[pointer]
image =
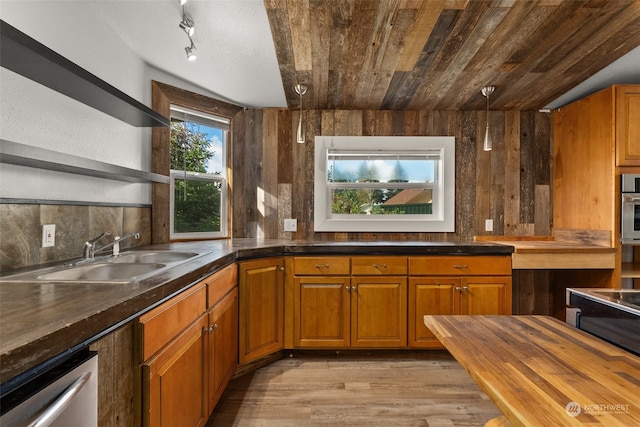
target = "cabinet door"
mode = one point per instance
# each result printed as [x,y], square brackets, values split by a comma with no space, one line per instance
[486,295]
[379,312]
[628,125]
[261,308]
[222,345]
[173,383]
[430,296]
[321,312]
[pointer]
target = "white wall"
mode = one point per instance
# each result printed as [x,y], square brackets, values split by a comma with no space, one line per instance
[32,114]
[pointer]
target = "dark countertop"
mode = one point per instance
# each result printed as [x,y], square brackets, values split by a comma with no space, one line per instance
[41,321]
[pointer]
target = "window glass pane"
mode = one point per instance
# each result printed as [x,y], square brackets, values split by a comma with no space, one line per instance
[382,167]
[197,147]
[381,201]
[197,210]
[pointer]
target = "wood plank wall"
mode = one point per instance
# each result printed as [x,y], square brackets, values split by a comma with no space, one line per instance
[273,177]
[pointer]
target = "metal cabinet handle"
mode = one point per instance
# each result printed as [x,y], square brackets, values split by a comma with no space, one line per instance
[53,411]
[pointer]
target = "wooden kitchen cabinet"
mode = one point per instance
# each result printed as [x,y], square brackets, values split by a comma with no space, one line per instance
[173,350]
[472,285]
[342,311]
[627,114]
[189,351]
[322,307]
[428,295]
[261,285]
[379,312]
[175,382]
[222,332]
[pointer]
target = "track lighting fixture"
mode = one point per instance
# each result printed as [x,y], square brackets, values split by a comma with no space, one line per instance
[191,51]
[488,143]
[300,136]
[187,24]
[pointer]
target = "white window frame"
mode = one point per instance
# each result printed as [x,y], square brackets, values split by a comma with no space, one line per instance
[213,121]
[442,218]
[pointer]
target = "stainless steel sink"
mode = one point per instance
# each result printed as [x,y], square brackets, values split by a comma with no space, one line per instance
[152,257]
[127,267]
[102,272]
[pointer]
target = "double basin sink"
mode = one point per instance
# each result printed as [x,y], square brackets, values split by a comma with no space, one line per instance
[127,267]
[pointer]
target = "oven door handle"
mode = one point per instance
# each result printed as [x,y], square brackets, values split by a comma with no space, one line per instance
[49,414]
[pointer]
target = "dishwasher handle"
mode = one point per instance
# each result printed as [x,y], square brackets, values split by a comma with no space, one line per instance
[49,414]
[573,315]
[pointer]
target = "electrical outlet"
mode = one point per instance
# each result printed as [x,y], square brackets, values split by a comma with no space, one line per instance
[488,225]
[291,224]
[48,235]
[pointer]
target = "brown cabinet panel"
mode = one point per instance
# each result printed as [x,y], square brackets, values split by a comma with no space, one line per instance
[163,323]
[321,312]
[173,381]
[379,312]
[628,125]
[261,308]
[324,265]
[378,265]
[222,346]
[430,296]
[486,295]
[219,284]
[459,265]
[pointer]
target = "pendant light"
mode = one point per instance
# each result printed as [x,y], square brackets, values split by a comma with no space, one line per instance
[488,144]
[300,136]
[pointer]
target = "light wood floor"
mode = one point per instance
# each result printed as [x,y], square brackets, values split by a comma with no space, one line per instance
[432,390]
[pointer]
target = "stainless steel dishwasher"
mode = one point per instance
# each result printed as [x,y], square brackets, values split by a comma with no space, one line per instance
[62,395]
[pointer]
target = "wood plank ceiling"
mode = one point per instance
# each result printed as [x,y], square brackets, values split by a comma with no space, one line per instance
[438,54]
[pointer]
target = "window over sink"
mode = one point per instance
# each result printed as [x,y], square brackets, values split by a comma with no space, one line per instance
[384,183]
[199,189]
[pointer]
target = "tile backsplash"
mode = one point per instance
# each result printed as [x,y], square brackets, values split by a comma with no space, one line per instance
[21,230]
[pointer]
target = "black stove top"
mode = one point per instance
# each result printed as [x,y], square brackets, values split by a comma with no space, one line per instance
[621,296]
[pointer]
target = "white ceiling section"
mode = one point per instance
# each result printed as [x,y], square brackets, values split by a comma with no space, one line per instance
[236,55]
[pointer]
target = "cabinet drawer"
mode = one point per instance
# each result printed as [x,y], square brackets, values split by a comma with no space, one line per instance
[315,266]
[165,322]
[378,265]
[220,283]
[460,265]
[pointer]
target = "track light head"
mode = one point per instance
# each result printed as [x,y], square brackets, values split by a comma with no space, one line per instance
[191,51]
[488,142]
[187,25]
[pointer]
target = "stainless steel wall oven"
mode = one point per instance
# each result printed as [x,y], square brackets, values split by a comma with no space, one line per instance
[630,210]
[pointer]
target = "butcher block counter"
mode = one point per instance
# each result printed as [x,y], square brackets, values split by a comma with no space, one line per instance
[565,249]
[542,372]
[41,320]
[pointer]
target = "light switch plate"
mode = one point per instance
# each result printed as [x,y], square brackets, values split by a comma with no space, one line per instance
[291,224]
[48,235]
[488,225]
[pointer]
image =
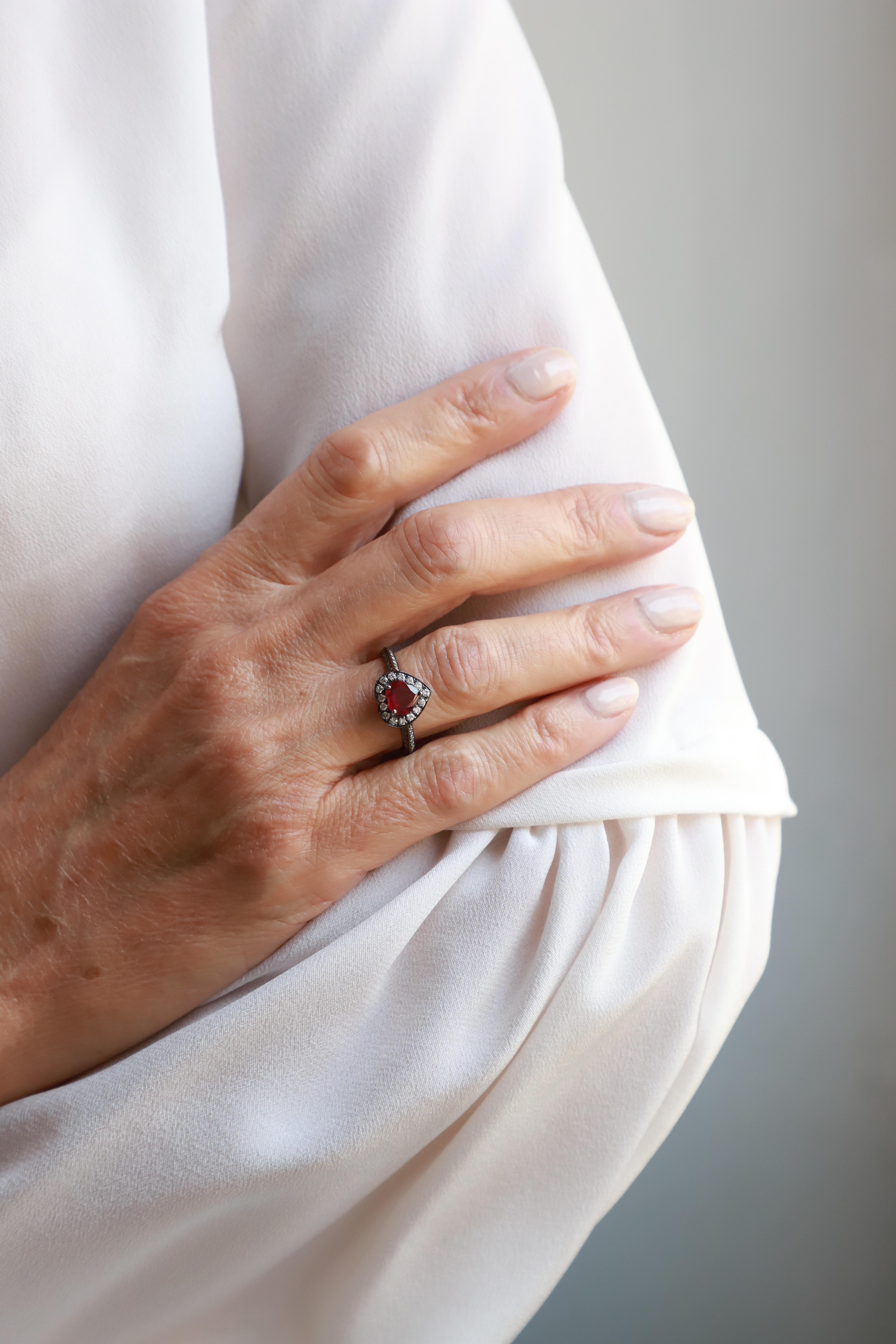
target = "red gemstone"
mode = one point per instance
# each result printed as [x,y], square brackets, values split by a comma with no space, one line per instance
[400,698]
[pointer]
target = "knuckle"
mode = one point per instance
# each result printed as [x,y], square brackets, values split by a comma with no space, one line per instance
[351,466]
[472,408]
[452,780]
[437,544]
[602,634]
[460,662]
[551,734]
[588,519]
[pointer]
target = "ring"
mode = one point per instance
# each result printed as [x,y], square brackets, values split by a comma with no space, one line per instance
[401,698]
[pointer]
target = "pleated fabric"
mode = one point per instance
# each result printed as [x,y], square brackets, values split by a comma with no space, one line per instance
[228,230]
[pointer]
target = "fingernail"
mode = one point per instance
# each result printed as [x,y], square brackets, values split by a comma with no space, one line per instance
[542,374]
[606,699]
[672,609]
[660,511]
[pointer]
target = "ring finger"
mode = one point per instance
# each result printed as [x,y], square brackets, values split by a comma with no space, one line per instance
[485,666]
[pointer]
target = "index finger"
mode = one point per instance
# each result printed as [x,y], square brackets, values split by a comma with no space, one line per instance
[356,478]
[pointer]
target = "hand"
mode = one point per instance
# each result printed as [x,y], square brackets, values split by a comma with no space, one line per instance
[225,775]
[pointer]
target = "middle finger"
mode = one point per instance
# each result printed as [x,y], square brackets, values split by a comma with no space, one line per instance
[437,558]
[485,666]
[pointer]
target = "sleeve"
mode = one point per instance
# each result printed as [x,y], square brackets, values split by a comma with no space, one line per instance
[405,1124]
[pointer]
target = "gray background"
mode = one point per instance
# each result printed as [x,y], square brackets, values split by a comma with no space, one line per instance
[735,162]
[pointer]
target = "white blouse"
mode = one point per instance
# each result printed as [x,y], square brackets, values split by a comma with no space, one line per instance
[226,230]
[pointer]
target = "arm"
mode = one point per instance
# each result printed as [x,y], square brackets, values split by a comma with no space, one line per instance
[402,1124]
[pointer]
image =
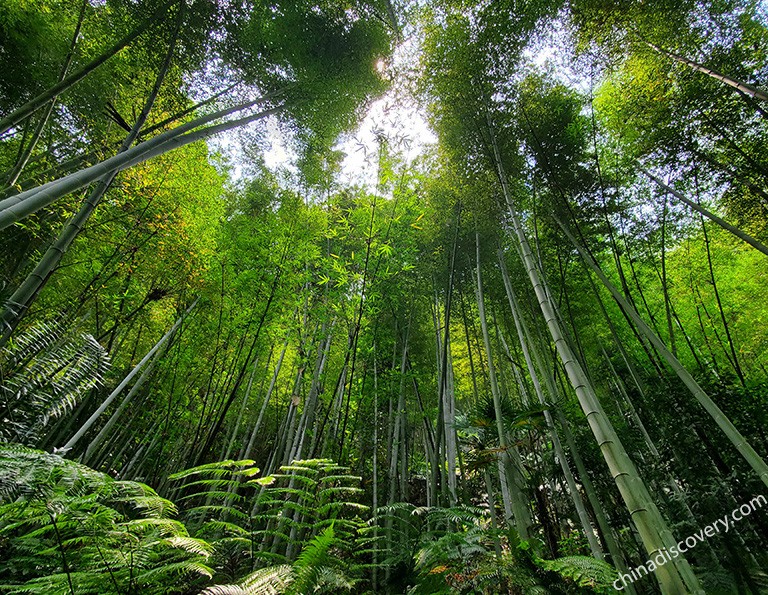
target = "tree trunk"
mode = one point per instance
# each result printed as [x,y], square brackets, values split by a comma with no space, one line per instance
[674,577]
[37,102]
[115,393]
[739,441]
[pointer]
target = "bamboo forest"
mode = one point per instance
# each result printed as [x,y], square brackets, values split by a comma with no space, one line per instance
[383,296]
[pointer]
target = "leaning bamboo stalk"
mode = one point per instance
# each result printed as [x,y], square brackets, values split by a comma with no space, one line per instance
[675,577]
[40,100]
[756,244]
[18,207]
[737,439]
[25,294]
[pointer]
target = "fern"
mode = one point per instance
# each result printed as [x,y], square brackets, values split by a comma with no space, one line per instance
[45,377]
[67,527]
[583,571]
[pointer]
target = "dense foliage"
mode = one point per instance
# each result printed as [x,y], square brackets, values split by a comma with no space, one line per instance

--

# WHAT YOU ARE ASKED TO DO
Return the material word for word. Pictures are not part of the copy.

# IN RESPONSE
[pointer]
image =
target = "cabinet door"
mode = one point per instance
# each result printed as [x,y], square brackets, values split by a comma with no space, one line per instance
[486,295]
[379,312]
[628,125]
[261,308]
[222,345]
[173,383]
[430,296]
[321,312]
[pointer]
target = "white wall"
mode = one point per instance
# each result printed as [x,y], square brackets, values split by a comma with no space, one line per instance
[32,114]
[pointer]
target = "dark countertop"
mode = one point per instance
# each result printed as [x,y], square brackets, values split by a comma with no space, one line per instance
[41,321]
[pointer]
target = "window glass pane"
mode = one point per instance
# each result printed as [x,y], square brackets, values split by a comma with no space, one line per instance
[382,167]
[197,147]
[381,201]
[197,210]
[pointer]
target = "wood plank wall"
mode = one point per instance
# each result printed as [x,y], square brackets, values split by a comma with no space, one line per instance
[273,177]
[pointer]
target = "metal cabinet handle"
mode = one point per instance
# each result printed as [x,y], square brackets, values split by a comma with no space, one line per instance
[53,411]
[pointer]
target = "wooden kitchen cabinet"
mode = one point per instance
# each result printed as [x,y], square brackets, values split by a comma with no space, one line per instance
[173,350]
[472,285]
[342,311]
[627,114]
[189,351]
[322,307]
[428,295]
[261,285]
[379,312]
[175,382]
[222,332]
[pointer]
target = "track lighting fixture"
mode = one point per instance
# each result printed as [x,y], square brackets, values split by a comma with no space, one line per instance
[191,51]
[488,143]
[300,136]
[187,24]
[pointer]
target = "white window frame"
mode = one point per instance
# each result printed as [x,y], square brackets, values split by a comma with no space, one line per instance
[213,121]
[442,218]
[pointer]
target = "stainless steel sink"
mode = one point per instance
# each result printed as [x,y], square brackets, values split by a comma with no space, one line per instance
[152,257]
[127,267]
[102,272]
[pointer]
target = "double basin sink"
mode = one point per instance
# each result printed as [x,y], square brackets, values split by a comma with no space, one line per instance
[127,267]
[pointer]
target = "oven door handle"
mode = one point per instance
# each result printed as [x,y], square brackets, values split by a comma with no space, one line per instance
[49,414]
[pointer]
target = "dishwasher handle"
mode = one point per instance
# each result printed as [x,y], square brackets, values split by a comma with no space, one line per instance
[49,414]
[573,315]
[pointer]
target = "electrical outlet"
mode = one point per instance
# each result printed as [x,y], square brackets, values split by a comma with no space, one line per instance
[488,225]
[291,224]
[48,235]
[pointer]
target = "brown cabinet panel"
mode = one point per instance
# each result printed as [x,y], square brackets, values split by a comma with no space, one line per instance
[163,323]
[321,312]
[173,381]
[379,312]
[628,125]
[261,308]
[324,265]
[378,265]
[222,346]
[430,296]
[486,295]
[219,284]
[459,265]
[pointer]
target = "pendant light"
mode = one point per instance
# each result printed as [x,y], square brackets, values split by a comma with no space, one line per instance
[488,144]
[300,136]
[pointer]
target = "light wood floor"
mode = one point per instance
# each result printed as [x,y], square brackets, values split by a comma with no space, one line per instance
[432,390]
[pointer]
target = "stainless steel dishwasher"
mode = one point per instance
# each result printed as [x,y], square brackets, values split by a comma with no space, one line per instance
[62,395]
[pointer]
target = "wood plank ceiling"
mode = one point per instance
# each result printed as [x,y], square brackets, values split by a comma with no space, one line per instance
[438,54]
[pointer]
target = "window over sink"
mode = one point per instance
# each result printed as [x,y], square brackets, values split by a comma with no space, one line per instance
[384,183]
[199,189]
[pointer]
target = "tile backsplash"
mode = one point per instance
# each result printed as [x,y], square brackets, values split by a comma with no space, one line per instance
[21,230]
[pointer]
target = "black stove top"
mode = one point per instance
# each result printed as [x,y], square brackets, values split by a comma with no space, one line per instance
[621,296]
[pointer]
target = "white ceiling section"
mode = one point per instance
# each result printed as [x,y], square brackets, values split by a comma with no space, one line per instance
[236,55]
[pointer]
target = "cabinet drawer"
mode = one point per instance
# each result printed as [x,y], square brackets, values split by a comma with no space, one line per instance
[315,266]
[165,322]
[378,265]
[220,283]
[460,265]
[pointer]
target = "track light head"
mode = one point per instance
# each result printed as [x,y], square brackets, values split by a comma with no space, one line per instance
[191,51]
[488,142]
[187,25]
[pointer]
target = "stainless steel wall oven"
mode = one point per instance
# each result printed as [x,y], square brackets, values split by a comma with no space, one line per instance
[630,210]
[pointer]
target = "butcher block counter"
mode = one point per instance
# each result printed as [x,y], square brackets, values split by a comma with no space, one line per instance
[565,249]
[542,372]
[41,320]
[pointer]
target = "light switch plate"
mode = one point per instance
# each result printed as [x,y], square brackets, values split by a comma with no space, one line per instance
[291,224]
[48,235]
[488,225]
[pointer]
image =
target = "red gemstone"
mode = one point per instance
# each result printed as [x,y], square brackets, values split by a comma with no space, one line per instance
[400,698]
[pointer]
target = "knuckle"
mode = one point per instance
# each result printed as [x,y], square brackets, values split by a comma with no space, one line per instance
[351,466]
[472,408]
[452,780]
[437,544]
[602,634]
[460,662]
[551,734]
[588,519]
[pointer]
target = "ring"
mode = one point per instance
# each result printed as [x,y], square brackets, values split by a comma with no space, one line per instance
[401,698]
[pointer]
target = "pleated fabric"
mode = one point per instance
# each result printed as [x,y], square brackets, values split by a comma with no space, one line per instance
[228,230]
[pointer]
target = "fingernail"
mode = one point per instance
# each result printed as [x,y], square brackets, values split by a comma with no space, one line per instance
[542,374]
[606,699]
[672,609]
[660,511]
[pointer]
target = "ring finger"
mode = one point per instance
# each result printed as [x,y], square brackets, values split by a comma with no space, one line per instance
[485,666]
[pointer]
target = "index finger"
mode = one point per instance
# each result printed as [x,y], square brackets, values split by a comma with no space, one line per instance
[356,478]
[pointer]
target = "hand"
mode = one point per instance
# each result printed as [x,y], square brackets, values split by a comma with no space, one line per instance
[225,775]
[pointer]
target = "middle finger"
mode = one point per instance
# each result printed as [x,y], square brackets, values split by a comma with no space, one line per instance
[437,558]
[485,666]
[pointer]
target = "sleeve"
mode = one point per instance
# each result printed as [x,y], square brackets, values split by a comma with no space, one line per instance
[405,1124]
[pointer]
target = "gray background"
mode = one point per instance
# each result printed as [x,y], square brackets, values split by a comma with no space, one line per instance
[735,162]
[pointer]
target = "white blouse"
mode = one point per instance
# each result printed as [x,y], square brackets, values split by a comma with no space, one line per instance
[226,230]
[pointer]
target = "arm"
mode = one point per instance
# each result printed as [x,y], square brackets, values split by a comma with no space, one line per instance
[402,1124]
[pointer]
image =
target = "tree trunk"
mode = one point per instance
# each result printed as [x,y], square brackets, values split by a comma with no space, one line per instance
[674,577]
[37,102]
[115,393]
[739,441]
[pointer]
target = "bamboo forest"
mode = one point per instance
# each result printed as [x,y], square brackets, values split by a comma with no space, one line per instance
[383,296]
[pointer]
target = "leaning bamboo stalk"
mode = one point per instance
# each result printed as [x,y], square brackets, values split by a comma with no space, one line per instance
[675,577]
[40,100]
[756,244]
[18,207]
[737,439]
[25,294]
[pointer]
target = "fern"
mode = one point per instance
# each result printed as [x,y], square brackets, values split by a comma with no space, one line per instance
[45,377]
[67,527]
[583,571]
[pointer]
target = "dense foliage"
mode = one point per instance
# each result printed as [x,y], square brackets, values split by a comma with no space, one line per instance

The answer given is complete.